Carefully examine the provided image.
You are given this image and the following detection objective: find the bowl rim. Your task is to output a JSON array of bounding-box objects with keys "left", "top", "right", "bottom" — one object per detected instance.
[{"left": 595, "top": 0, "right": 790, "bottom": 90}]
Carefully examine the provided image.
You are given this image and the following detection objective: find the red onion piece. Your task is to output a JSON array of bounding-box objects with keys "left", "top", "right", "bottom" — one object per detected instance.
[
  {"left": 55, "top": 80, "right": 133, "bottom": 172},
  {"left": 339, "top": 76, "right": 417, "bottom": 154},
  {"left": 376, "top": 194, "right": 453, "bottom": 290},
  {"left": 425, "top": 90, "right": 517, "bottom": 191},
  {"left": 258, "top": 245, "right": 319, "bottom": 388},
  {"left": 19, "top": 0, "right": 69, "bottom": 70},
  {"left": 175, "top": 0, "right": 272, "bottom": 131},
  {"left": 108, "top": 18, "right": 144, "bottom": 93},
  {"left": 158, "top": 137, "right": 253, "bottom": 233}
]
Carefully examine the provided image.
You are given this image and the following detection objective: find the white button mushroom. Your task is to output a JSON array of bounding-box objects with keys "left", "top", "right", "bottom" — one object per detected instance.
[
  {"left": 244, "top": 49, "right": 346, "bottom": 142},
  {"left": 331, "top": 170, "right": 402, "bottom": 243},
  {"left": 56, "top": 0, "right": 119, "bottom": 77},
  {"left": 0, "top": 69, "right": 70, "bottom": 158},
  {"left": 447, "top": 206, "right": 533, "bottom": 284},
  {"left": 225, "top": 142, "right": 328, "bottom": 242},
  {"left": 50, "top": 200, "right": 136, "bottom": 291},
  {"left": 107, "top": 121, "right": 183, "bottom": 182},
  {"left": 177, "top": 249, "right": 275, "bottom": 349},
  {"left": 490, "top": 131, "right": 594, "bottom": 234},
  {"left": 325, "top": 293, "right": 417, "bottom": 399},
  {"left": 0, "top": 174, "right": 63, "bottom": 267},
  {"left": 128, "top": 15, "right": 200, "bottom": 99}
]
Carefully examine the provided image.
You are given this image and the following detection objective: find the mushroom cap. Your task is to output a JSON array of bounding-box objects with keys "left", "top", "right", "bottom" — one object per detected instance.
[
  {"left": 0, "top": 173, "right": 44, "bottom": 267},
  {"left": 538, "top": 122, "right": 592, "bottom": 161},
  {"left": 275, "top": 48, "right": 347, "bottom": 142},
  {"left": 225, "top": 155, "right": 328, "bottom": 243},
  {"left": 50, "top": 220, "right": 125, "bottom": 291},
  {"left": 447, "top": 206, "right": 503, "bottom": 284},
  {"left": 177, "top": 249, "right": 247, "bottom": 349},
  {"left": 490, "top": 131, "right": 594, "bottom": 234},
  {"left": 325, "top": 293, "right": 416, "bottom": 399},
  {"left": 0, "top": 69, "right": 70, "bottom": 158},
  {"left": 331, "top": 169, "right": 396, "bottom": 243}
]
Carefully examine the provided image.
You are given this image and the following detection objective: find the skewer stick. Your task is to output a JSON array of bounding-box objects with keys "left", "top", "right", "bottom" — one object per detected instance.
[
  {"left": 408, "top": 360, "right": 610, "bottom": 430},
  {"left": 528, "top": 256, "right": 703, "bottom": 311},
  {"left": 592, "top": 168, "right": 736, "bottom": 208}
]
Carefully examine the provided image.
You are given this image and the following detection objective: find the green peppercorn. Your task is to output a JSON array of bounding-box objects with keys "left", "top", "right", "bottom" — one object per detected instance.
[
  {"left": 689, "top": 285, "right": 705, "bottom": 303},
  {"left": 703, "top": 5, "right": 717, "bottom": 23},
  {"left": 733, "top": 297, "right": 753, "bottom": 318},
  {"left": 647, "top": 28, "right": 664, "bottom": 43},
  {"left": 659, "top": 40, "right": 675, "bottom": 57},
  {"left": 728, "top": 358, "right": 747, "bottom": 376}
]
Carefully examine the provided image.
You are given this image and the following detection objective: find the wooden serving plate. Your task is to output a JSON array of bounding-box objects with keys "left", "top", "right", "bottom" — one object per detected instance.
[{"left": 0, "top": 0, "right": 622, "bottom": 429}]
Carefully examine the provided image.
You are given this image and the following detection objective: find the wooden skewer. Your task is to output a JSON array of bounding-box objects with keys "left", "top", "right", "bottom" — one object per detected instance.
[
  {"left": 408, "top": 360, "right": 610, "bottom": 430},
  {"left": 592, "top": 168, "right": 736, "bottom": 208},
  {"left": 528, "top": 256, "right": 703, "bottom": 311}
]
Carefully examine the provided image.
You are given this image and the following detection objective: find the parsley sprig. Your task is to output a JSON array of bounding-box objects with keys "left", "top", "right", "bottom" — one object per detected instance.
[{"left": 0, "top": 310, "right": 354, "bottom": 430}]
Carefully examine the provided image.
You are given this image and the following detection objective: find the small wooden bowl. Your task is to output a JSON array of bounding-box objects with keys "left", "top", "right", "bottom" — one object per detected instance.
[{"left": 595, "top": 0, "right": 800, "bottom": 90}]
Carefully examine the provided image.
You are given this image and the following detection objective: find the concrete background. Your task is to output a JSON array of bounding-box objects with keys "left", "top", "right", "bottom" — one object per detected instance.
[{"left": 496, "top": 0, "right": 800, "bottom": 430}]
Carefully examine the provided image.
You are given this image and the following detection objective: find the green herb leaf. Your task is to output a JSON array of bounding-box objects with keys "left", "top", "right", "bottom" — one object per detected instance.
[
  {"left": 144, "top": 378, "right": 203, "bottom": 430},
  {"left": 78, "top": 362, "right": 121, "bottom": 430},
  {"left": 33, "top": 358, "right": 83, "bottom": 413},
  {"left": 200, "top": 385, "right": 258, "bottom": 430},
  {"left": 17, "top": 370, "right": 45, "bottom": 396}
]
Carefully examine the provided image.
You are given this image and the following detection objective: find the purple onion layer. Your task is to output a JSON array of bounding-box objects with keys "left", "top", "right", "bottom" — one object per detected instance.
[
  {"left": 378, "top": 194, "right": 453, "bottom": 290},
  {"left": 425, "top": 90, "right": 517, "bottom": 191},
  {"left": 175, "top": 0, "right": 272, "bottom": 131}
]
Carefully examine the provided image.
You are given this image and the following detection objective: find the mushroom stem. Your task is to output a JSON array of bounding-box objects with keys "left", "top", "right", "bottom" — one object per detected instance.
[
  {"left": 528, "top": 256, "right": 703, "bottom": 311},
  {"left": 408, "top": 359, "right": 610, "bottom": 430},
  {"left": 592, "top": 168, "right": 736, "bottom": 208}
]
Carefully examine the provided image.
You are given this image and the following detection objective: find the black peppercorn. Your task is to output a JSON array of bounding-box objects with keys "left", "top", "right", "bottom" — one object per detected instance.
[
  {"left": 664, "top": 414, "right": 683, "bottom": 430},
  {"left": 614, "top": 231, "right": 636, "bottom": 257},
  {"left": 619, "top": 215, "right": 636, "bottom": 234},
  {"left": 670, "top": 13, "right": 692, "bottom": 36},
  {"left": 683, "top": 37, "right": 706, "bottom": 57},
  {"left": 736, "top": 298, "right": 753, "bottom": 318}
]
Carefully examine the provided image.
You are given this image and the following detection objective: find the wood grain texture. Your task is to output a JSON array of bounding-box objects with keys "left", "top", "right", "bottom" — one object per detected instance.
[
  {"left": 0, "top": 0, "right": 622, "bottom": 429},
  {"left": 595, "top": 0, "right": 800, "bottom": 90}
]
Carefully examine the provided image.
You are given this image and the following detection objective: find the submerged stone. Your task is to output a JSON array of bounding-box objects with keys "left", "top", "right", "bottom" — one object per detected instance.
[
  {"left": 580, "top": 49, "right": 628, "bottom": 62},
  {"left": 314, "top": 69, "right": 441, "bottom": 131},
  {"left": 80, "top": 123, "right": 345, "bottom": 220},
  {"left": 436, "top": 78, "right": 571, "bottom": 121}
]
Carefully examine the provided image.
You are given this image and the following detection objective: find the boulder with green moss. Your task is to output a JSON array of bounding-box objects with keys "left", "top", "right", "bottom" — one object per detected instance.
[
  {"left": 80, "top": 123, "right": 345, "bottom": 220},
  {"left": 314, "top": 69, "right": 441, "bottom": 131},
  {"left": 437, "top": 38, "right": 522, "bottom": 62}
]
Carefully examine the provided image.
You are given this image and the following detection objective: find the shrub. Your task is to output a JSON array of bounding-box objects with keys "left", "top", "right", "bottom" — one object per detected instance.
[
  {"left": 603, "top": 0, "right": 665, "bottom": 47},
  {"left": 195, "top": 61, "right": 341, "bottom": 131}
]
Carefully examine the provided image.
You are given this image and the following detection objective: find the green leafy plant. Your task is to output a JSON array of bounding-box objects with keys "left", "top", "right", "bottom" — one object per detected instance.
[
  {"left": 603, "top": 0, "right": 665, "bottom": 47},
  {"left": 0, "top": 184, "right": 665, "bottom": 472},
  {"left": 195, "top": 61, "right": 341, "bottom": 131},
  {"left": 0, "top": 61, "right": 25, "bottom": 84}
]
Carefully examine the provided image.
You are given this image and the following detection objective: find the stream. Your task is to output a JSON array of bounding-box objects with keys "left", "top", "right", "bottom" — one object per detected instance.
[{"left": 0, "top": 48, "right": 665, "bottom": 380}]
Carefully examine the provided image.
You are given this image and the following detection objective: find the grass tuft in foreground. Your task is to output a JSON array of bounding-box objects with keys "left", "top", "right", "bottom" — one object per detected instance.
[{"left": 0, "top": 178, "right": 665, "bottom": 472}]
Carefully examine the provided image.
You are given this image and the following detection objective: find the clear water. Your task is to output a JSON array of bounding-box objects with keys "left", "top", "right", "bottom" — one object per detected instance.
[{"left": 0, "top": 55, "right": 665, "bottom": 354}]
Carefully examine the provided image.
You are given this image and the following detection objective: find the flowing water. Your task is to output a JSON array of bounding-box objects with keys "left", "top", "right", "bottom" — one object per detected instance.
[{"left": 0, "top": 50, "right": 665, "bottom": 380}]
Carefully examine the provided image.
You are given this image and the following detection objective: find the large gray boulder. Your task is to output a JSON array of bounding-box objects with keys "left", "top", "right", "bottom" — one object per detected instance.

Objective = Count the lines of the listing above that contain the word "green", treating uppercase and lowercase as distinct. Reply with the number alone.

Final result = 4